■ Task requirements:
With pictures removed, output every record below exactly as written.

─── Available data ───

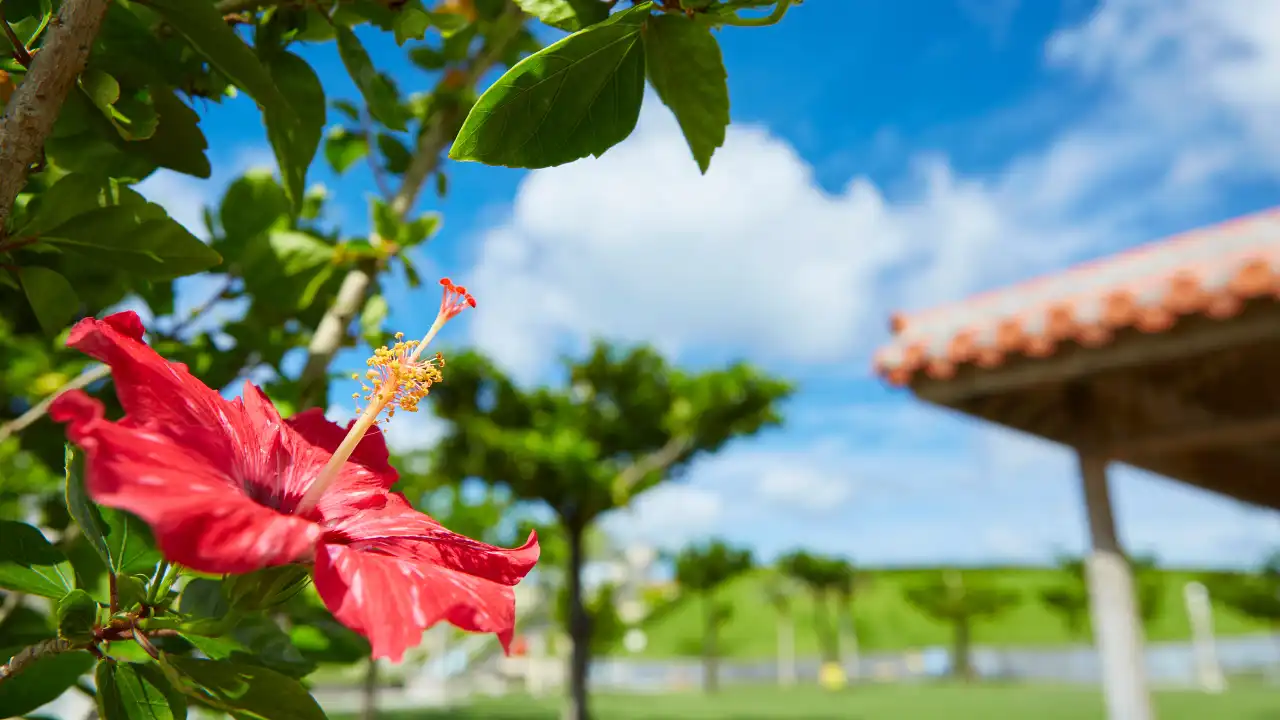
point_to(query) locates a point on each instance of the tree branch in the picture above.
(33, 108)
(353, 291)
(39, 409)
(55, 646)
(658, 460)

───

■ Your solution:
point_to(query) locates a point on each instance of the tree branch in the picture above.
(33, 108)
(353, 291)
(39, 409)
(55, 646)
(658, 460)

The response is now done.